El Estado brasileño da a las bandas el cuidado de las cárceles
Año 7. Edición número 296. Domingo 19 de Enero de 2014
La crisis en el sistema penitenciario de Maranhão
ejemplifica el paradigma dominante de una política penitenciaria
entendida como una guerra contra los pobres, los negros y los habitantes
de la favelas.
L a crisis penitenciaria que asoló el norteño Estado de Maranhão a
principios de año es emblemática de la incapacidad del Estado brasileño
para lidiar con la cuestión carcelaria. Aún más: es paradigmática de los
estrechos vínculos que unen una política que concibe la seguridad
pública como la guerra permanente contra el pobre, negro y favelado con
la entrega del poder en las cárceles a las organizaciones criminales más
sangrientas y peligrosas.
Como represalia contra la presencia policial dentro del penal estadual de Pedrinhas, en San Luis, la capital de Estado gobernado por Roseana Sarney (hija del ex presidente de la República José Sarney), las bandas criminales que operan dentro del presidio ordenaron en la primera semana del año ataques incendiarios a cuatro ómnibus urbanos en los que murió quemada una niña de seis años y otras cinco personas resultaron gravemente heridas. La prensa amarilla inmediatamente aprovechó el episodio y esa misma semana el diario Folha de São Paulo divulgó un video hecho por los presos del mismo penal que muestra presos decapitados en las celdas. Cuando estalló el motín, 2.196 detenidos estaban alojados en la cárcel que tiene capacidad para 1.770 personas.
El año pasado, 60 personas murieron en el presidio, incluyendo tres decapitaciones, según un informe del Consejo Nacional de Justicia (CNJ), presidido por el Presidente del Supremo Tribunal Federal Joaquim Barbosa. El documento apunta una serie de irregularidades y violaciones de los derechos humanos, como la superpoblación de las celdas, la fuerte actuación de bandas criminales y los abusos sexuales contra las compañeras de presos sin poder durante las visitas íntimas.
La crisis penitenciaria y de seguridad en Maranhão llevó al gobierno federal a anunciar el pasado 9 de enero once medidas para contener la crisis. Se decidió la creación de un comité mixto federal-estadual de gestión de las cárceles locales, el traslado de presos a cárceles federales, la realización de acciones masivas con equipos de defensores públicos para apurar el tratamiento de casos paralizados en la Justicia, implementar un plan de inteligencia carcelaria, la implantación de un núcleo de atención a familiares de detenidos, la integración del Ministerio Público y del Poder Judicial a la administración penitenciaria, la ejecución de un plan de atención y capacitación para personal policial a cargo de la seguridad de cárceles, la aplicación de penas alternativas para delitos menores, la vigilancia electrónica de las prisiones y las construcción de nuevas cárceles.
El pasado lunes 13, seis integrantes de la Comisión de Derechos Humanos del Senado Federal visitaron el penal de Pedrinhas. La visita duró cerca de dos horas, pero los parlamentarios no pudieron recorrer los pabellones más peligrosos –donde el año pasado ocurrieron las decapitaciones–, porque no había forma de garantizar su seguridad.

[Solicitudes]:
A: Según el artículo sobre la crisis penitenciaria de Maranhão, ¿cuántas personas murieron el año pasado en el presidio de acuerdo con el informe del Consejo Nacional de Justicia?
B: Edita un fragmento del artículo sobre la crisis penitenciaria de Maranhão: empieza en las palabras "El año pasado, 60", termina después de "las visitas íntimas." y sustituye "superpoblación" por "sobrepoblación".

[Registros del conjunto de datos de señalamiento]:
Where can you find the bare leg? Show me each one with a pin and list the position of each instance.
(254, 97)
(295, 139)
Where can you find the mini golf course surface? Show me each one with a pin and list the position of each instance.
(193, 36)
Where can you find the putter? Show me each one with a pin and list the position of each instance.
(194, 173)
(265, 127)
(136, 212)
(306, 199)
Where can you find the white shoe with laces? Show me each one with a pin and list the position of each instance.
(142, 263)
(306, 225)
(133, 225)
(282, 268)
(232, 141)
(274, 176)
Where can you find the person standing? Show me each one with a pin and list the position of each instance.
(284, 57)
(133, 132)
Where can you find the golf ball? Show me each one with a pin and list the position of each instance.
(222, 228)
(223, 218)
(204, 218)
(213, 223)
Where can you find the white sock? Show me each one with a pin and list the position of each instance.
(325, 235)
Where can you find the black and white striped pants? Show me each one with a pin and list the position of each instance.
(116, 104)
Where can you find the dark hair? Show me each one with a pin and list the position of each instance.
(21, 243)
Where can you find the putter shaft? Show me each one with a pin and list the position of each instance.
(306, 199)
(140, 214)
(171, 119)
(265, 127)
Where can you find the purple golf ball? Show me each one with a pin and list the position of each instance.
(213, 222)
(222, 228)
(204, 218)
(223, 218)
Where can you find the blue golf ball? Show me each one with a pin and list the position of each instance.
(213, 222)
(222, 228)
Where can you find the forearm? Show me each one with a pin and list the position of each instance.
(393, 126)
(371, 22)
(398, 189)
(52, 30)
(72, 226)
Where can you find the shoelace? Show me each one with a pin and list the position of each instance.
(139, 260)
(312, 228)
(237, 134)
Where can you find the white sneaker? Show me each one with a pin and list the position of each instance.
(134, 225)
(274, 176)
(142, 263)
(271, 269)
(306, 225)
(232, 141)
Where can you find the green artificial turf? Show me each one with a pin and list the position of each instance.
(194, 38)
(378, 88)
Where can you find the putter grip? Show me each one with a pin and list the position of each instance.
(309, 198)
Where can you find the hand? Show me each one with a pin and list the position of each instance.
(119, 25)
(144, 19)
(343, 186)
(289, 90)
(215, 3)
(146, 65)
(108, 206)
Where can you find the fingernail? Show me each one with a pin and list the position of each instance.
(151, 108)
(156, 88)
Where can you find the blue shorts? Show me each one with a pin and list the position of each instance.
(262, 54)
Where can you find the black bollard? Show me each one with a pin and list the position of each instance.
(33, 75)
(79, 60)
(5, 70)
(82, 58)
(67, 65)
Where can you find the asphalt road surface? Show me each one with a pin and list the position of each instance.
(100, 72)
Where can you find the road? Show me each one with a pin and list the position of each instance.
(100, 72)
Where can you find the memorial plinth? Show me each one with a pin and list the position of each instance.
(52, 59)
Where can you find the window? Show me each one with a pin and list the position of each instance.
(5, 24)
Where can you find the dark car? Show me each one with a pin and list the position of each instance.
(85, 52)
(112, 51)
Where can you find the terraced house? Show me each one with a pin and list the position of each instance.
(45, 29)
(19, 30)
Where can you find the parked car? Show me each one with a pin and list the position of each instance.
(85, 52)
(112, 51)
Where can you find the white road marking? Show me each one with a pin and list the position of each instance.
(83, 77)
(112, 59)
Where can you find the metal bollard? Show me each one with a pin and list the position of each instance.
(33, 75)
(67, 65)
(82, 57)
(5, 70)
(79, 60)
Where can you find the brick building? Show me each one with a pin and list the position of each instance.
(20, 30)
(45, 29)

[Problemas resueltos]:
A: Murieron 60 personas, incluidas tres decapitaciones.

B:
El año pasado, 60 personas murieron en el presidio, incluyendo tres decapitaciones, según un informe del Consejo Nacional de Justicia (CNJ), presidido por el Presidente del Supremo Tribunal Federal Joaquim Barbosa. El documento apunta una serie de irregularidades y violaciones de los derechos humanos, como la sobrepoblación de las celdas, la fuerte actuación de bandas criminales y los abusos sexuales contra las compañeras de presos sin poder durante las visitas íntimas.